How many lines in the records below contain the word "white"? Reply with the number only.

**** Extracted entries

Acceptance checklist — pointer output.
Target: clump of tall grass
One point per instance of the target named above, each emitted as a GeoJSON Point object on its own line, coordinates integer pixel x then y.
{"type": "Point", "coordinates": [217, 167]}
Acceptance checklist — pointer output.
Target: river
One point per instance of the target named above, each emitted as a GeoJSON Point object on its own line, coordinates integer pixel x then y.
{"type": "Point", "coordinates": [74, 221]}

********
**** Extracted entries

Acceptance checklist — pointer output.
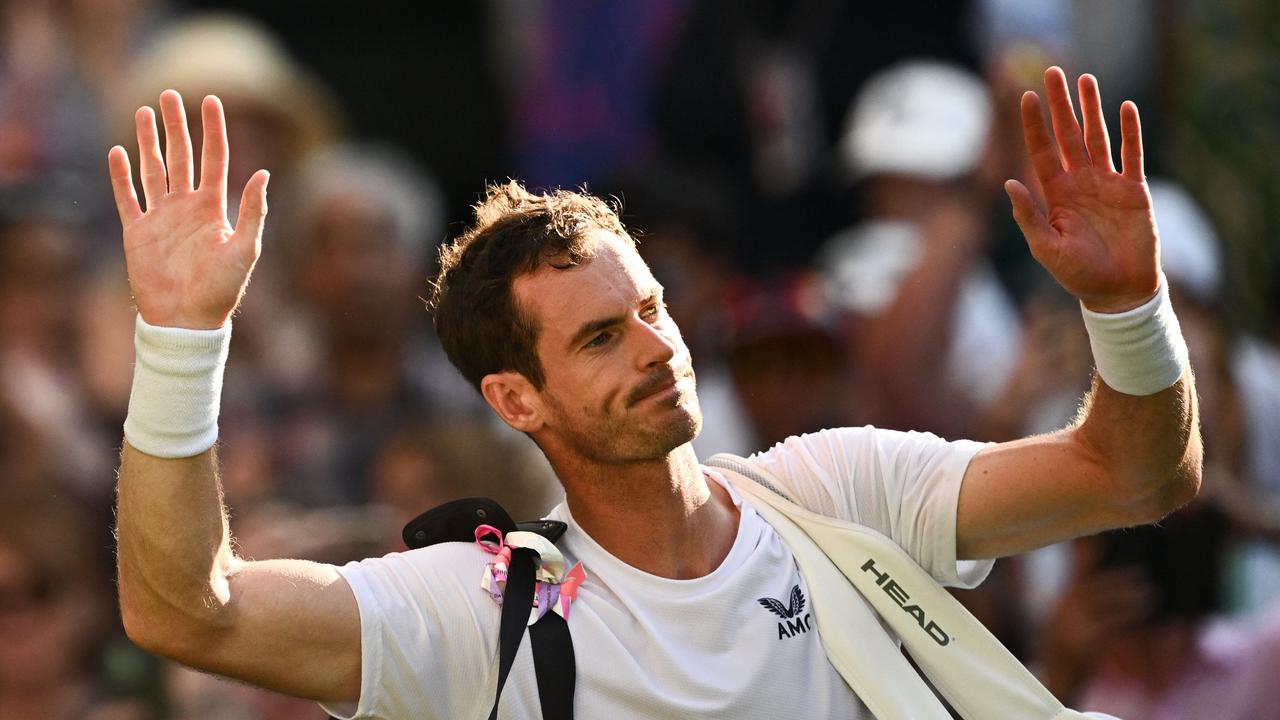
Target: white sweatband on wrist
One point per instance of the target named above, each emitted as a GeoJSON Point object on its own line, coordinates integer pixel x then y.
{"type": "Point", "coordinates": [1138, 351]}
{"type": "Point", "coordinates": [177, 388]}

********
**** Extracted entries

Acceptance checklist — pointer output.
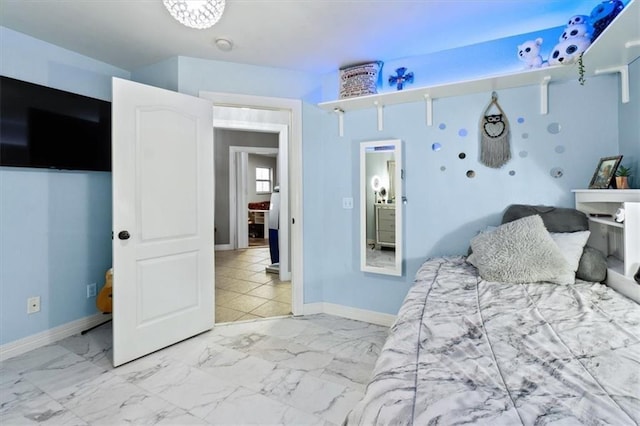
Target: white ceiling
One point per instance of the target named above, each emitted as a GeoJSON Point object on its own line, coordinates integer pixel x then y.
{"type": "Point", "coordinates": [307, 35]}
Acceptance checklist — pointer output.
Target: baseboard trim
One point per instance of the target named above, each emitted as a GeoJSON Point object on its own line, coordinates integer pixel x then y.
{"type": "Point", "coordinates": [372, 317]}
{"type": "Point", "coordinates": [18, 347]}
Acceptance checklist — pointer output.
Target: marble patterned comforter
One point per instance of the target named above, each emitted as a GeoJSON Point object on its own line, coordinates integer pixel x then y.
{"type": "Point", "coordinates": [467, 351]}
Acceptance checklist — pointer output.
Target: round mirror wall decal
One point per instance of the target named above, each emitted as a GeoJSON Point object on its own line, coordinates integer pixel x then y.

********

The completed task -
2